+++ Source records +++

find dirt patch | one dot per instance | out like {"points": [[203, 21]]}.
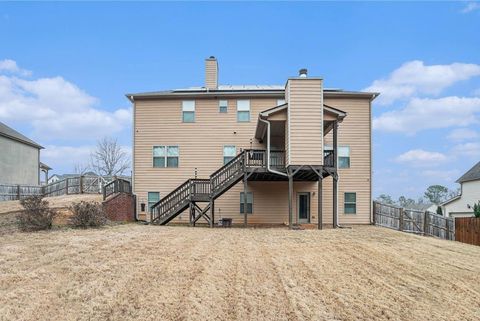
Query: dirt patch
{"points": [[138, 272]]}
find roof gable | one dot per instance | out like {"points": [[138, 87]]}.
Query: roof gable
{"points": [[471, 175], [13, 134]]}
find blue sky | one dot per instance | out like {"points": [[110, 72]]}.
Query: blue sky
{"points": [[65, 67]]}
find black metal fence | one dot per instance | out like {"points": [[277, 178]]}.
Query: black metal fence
{"points": [[413, 221]]}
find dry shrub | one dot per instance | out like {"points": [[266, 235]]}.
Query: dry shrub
{"points": [[87, 214], [36, 216]]}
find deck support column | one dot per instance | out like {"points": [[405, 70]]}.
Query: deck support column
{"points": [[320, 196], [290, 199], [335, 175], [212, 211], [245, 199]]}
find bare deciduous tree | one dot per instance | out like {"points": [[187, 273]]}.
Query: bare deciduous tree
{"points": [[108, 158], [81, 168]]}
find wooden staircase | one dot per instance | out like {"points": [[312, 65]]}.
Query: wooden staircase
{"points": [[200, 190]]}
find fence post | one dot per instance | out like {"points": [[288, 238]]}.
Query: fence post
{"points": [[400, 219], [81, 184], [425, 215]]}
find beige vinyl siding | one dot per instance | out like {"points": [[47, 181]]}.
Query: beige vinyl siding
{"points": [[355, 132], [305, 119], [159, 122]]}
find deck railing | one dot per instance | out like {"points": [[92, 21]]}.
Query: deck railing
{"points": [[329, 158]]}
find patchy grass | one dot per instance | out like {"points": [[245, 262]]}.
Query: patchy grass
{"points": [[138, 272]]}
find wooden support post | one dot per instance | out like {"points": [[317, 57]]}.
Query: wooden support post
{"points": [[320, 209], [425, 226], [290, 201], [212, 210], [245, 198], [335, 201], [335, 176], [400, 219]]}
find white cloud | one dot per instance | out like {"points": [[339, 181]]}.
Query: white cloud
{"points": [[447, 176], [427, 113], [467, 149], [63, 159], [462, 134], [415, 78], [420, 157], [471, 6], [57, 108], [10, 66]]}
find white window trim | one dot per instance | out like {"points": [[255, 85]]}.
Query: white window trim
{"points": [[345, 202], [243, 105], [188, 106], [165, 156]]}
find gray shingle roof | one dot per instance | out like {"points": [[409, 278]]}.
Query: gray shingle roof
{"points": [[13, 134], [472, 175]]}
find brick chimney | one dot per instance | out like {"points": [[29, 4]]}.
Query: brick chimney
{"points": [[211, 73]]}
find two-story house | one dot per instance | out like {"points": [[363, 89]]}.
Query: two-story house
{"points": [[293, 154]]}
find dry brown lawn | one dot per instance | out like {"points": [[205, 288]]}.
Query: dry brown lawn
{"points": [[9, 210], [139, 272]]}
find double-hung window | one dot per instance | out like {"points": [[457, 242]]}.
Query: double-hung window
{"points": [[165, 156], [153, 197], [223, 106], [243, 110], [229, 152], [249, 202], [343, 157], [350, 203], [188, 111]]}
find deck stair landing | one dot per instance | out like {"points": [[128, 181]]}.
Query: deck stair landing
{"points": [[196, 190]]}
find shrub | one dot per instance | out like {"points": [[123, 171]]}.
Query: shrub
{"points": [[87, 214], [36, 216]]}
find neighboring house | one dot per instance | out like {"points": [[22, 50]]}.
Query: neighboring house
{"points": [[19, 158], [462, 205], [279, 140]]}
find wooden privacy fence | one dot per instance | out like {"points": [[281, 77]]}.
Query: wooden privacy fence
{"points": [[71, 185], [467, 230], [413, 221]]}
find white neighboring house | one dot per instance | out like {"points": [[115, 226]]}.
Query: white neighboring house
{"points": [[462, 205]]}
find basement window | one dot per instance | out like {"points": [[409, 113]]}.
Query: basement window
{"points": [[229, 153], [243, 111], [153, 197], [350, 203], [165, 156], [343, 157], [223, 106], [188, 111], [249, 202]]}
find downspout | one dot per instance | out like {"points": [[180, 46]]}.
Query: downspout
{"points": [[268, 149]]}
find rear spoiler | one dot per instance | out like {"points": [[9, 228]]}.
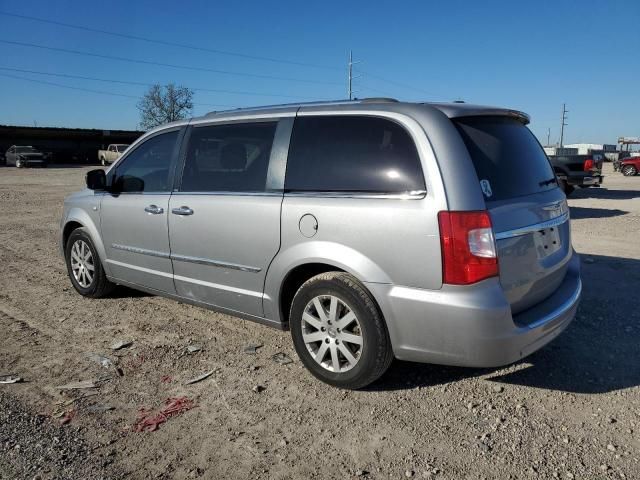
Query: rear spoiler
{"points": [[460, 110]]}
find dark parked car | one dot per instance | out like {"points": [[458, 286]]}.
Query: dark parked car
{"points": [[630, 166], [577, 171], [25, 156]]}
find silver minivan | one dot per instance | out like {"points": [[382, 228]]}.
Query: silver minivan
{"points": [[371, 229]]}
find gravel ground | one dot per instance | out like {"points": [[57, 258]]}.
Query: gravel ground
{"points": [[571, 410]]}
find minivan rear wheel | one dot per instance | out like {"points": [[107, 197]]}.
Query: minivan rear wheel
{"points": [[338, 331], [84, 267]]}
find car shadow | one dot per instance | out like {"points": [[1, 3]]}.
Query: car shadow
{"points": [[598, 353], [605, 193], [578, 213]]}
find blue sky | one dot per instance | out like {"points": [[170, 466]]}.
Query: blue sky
{"points": [[531, 56]]}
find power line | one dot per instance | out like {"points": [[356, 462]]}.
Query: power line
{"points": [[167, 43], [398, 84], [160, 64], [143, 84], [101, 92]]}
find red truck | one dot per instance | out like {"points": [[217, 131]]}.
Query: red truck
{"points": [[630, 166]]}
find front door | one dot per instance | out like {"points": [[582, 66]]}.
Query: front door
{"points": [[133, 217], [224, 222]]}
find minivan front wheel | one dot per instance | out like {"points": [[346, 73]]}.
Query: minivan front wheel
{"points": [[84, 268], [338, 331]]}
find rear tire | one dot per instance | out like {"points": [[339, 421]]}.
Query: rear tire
{"points": [[346, 343], [84, 267], [565, 187]]}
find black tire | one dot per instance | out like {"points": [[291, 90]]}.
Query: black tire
{"points": [[100, 286], [565, 187], [376, 353]]}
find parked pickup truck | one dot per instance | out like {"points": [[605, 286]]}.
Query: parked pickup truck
{"points": [[112, 153], [577, 171], [630, 166]]}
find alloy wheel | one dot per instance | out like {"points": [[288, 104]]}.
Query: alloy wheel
{"points": [[82, 264], [332, 333]]}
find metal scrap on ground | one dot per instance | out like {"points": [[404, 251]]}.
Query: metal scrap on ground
{"points": [[10, 379], [282, 358], [148, 421], [105, 362], [200, 378], [121, 344], [78, 385], [252, 348]]}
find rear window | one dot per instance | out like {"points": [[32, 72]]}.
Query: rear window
{"points": [[352, 154], [507, 157]]}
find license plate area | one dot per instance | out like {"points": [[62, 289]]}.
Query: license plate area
{"points": [[547, 242]]}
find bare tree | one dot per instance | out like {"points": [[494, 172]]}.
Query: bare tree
{"points": [[162, 104]]}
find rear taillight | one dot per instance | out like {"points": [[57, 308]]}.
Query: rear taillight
{"points": [[468, 247], [588, 165]]}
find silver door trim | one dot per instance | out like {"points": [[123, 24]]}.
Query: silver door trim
{"points": [[142, 251], [140, 269], [218, 286], [517, 232], [184, 258], [215, 263], [414, 195]]}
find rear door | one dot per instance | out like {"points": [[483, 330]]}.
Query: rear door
{"points": [[529, 212], [224, 220], [133, 218]]}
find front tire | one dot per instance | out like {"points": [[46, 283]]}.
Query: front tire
{"points": [[338, 331], [84, 267]]}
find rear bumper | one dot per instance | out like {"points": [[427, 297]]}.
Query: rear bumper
{"points": [[591, 180], [473, 326]]}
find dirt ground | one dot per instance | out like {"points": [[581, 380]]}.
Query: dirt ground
{"points": [[571, 410]]}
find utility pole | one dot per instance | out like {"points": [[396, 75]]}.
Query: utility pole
{"points": [[351, 77], [564, 123]]}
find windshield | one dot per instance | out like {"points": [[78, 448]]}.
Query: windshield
{"points": [[26, 150], [507, 157]]}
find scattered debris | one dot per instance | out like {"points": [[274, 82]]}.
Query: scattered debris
{"points": [[190, 349], [78, 385], [68, 416], [10, 379], [200, 378], [282, 358], [121, 344], [149, 422], [252, 348], [105, 362], [99, 408]]}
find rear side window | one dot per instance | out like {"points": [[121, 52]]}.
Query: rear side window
{"points": [[507, 157], [228, 158], [352, 154]]}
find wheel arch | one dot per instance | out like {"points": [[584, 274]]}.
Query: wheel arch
{"points": [[292, 267], [78, 218]]}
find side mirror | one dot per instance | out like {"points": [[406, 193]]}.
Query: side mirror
{"points": [[96, 179]]}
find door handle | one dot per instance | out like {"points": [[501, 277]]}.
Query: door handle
{"points": [[154, 209], [182, 211]]}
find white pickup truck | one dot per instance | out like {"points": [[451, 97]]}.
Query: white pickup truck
{"points": [[111, 154]]}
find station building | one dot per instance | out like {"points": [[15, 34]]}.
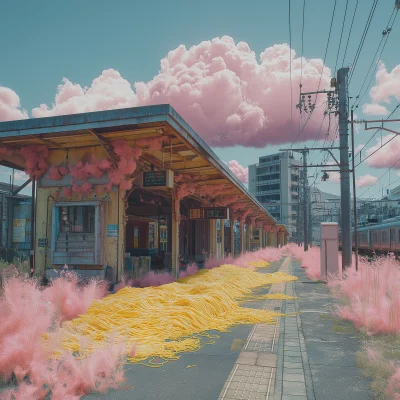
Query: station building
{"points": [[135, 181]]}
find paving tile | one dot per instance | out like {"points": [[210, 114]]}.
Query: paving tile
{"points": [[292, 365], [293, 377], [247, 357], [294, 388], [267, 360]]}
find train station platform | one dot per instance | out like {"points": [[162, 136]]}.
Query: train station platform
{"points": [[308, 355]]}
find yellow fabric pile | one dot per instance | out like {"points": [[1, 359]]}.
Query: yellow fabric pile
{"points": [[167, 320], [258, 264]]}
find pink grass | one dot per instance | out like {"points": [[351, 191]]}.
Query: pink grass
{"points": [[267, 254], [373, 295], [26, 313]]}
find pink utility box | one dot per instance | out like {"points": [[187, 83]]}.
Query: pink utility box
{"points": [[330, 250]]}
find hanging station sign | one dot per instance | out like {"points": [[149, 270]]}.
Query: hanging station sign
{"points": [[209, 213], [158, 179]]}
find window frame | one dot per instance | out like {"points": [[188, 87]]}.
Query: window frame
{"points": [[98, 231]]}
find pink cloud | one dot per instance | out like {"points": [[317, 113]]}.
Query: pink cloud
{"points": [[241, 172], [365, 180], [388, 155], [108, 91], [374, 109], [387, 84], [358, 148], [224, 91], [10, 107], [334, 177]]}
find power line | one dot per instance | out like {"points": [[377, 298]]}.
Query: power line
{"points": [[385, 36], [395, 163], [290, 63], [351, 28], [378, 130], [341, 34], [364, 35], [302, 53], [320, 78]]}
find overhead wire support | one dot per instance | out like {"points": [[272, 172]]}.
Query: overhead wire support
{"points": [[351, 28], [385, 36], [320, 78], [364, 35]]}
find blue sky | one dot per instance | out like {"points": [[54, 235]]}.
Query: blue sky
{"points": [[43, 41]]}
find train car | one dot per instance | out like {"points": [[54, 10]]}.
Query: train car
{"points": [[380, 238]]}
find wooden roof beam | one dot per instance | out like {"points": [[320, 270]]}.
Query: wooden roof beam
{"points": [[106, 146]]}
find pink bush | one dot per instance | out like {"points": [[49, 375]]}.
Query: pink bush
{"points": [[70, 378], [26, 313], [393, 390], [374, 298], [267, 254], [310, 260], [71, 300]]}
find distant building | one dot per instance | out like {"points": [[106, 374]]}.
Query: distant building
{"points": [[325, 207], [275, 184]]}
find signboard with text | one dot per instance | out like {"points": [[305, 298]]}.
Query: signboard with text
{"points": [[19, 229], [209, 213], [158, 179]]}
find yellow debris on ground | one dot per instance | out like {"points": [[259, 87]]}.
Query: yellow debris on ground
{"points": [[258, 264], [174, 318]]}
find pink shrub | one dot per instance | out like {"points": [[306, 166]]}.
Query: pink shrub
{"points": [[24, 318], [26, 313], [190, 270], [373, 295], [70, 378], [267, 254], [154, 279], [393, 390], [310, 260], [71, 300]]}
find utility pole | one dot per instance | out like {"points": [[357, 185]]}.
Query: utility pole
{"points": [[305, 228], [354, 190], [305, 210], [342, 88]]}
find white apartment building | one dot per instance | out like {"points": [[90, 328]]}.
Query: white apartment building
{"points": [[275, 184]]}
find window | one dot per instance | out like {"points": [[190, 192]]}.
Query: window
{"points": [[76, 234], [79, 219]]}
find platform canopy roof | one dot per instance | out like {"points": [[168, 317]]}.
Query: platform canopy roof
{"points": [[186, 152]]}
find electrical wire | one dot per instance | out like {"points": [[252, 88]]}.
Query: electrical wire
{"points": [[364, 35], [378, 130], [341, 35], [385, 37], [320, 78], [351, 28], [290, 72], [393, 165]]}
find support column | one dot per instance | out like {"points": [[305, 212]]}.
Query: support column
{"points": [[242, 238], [175, 235], [342, 80], [222, 233], [249, 236], [232, 224], [213, 238]]}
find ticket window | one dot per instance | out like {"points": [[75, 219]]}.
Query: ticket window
{"points": [[135, 237]]}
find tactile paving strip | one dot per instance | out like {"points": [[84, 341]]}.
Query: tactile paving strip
{"points": [[253, 376]]}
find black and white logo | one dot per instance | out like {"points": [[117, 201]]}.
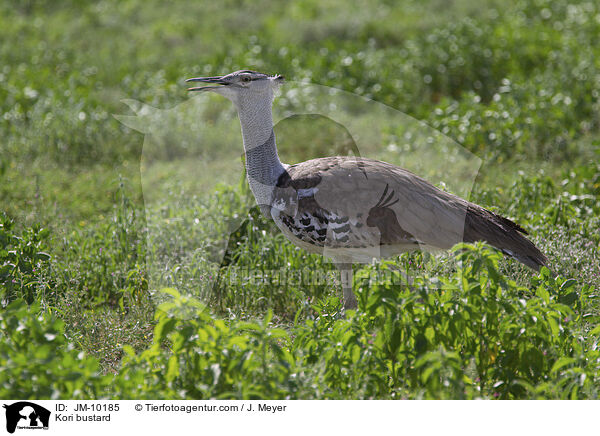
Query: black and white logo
{"points": [[26, 415]]}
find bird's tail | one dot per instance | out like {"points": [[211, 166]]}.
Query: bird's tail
{"points": [[507, 236]]}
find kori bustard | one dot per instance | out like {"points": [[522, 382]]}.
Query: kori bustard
{"points": [[352, 209]]}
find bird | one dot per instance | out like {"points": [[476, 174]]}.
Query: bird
{"points": [[353, 209]]}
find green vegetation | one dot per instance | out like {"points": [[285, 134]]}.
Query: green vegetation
{"points": [[125, 280]]}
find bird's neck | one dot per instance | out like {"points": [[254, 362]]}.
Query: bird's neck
{"points": [[263, 166]]}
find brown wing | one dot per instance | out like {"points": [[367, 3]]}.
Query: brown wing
{"points": [[387, 205]]}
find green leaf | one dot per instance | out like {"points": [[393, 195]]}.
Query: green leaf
{"points": [[561, 363]]}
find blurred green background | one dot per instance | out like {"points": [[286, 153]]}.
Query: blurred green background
{"points": [[515, 83]]}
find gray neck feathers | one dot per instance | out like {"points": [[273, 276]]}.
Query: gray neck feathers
{"points": [[263, 166]]}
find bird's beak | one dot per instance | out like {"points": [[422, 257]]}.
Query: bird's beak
{"points": [[217, 80]]}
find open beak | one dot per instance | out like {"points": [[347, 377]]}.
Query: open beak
{"points": [[216, 80]]}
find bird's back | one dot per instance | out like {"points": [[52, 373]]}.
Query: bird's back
{"points": [[361, 208]]}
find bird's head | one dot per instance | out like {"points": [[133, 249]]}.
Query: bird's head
{"points": [[241, 86]]}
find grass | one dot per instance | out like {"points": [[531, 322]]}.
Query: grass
{"points": [[127, 224]]}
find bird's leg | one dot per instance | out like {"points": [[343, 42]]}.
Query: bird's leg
{"points": [[346, 274]]}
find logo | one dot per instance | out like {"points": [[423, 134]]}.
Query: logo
{"points": [[26, 415]]}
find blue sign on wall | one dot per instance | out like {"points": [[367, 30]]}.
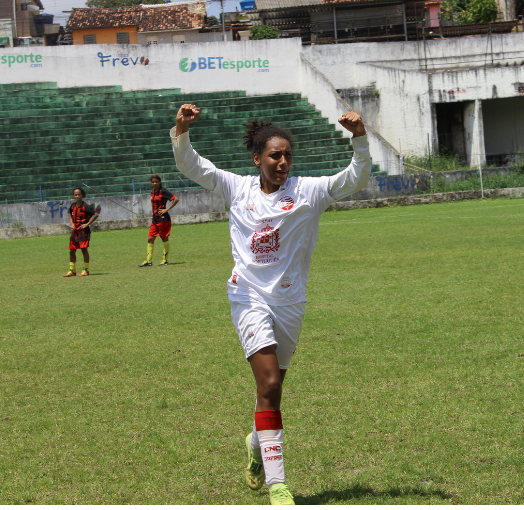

+++

Written exercise: Copy everything from the line containing "find gray neck" down to the end of the data, requests included, and raise each point coordinate in the answers by 19, leaving the sample coordinates in the requests unchanged. Omit the pictures.

Solution for this exercise:
find gray neck feathers | one dot per instance | out like {"points": [[273, 276]]}.
Query: gray neck feathers
{"points": [[282, 185]]}
find bird's beak | one dot per instance | out like {"points": [[422, 257]]}.
Query: bird's beak
{"points": [[236, 99]]}
find open beak | one dot per instance | out like {"points": [[347, 377]]}.
Query: open beak
{"points": [[235, 99]]}
find bird's back | one dot per instance | out like {"points": [[52, 373]]}.
Query: bird's back
{"points": [[380, 227]]}
find bird's head | one dot per instance | out like {"points": [[133, 249]]}.
Query: bird's head
{"points": [[260, 105]]}
find grass | one dot per instance | out like {"points": [[531, 322]]}.
Query: grass
{"points": [[146, 243]]}
find bird's leg | one dot per instance | out like {"points": [[343, 42]]}.
Query: bird's leg
{"points": [[365, 293]]}
find logo | one dot per instance | out like {"points": [[423, 134]]}.
Query: logo
{"points": [[45, 434]]}
find blue sign on wall | one dot per instance | out like {"points": [[367, 30]]}.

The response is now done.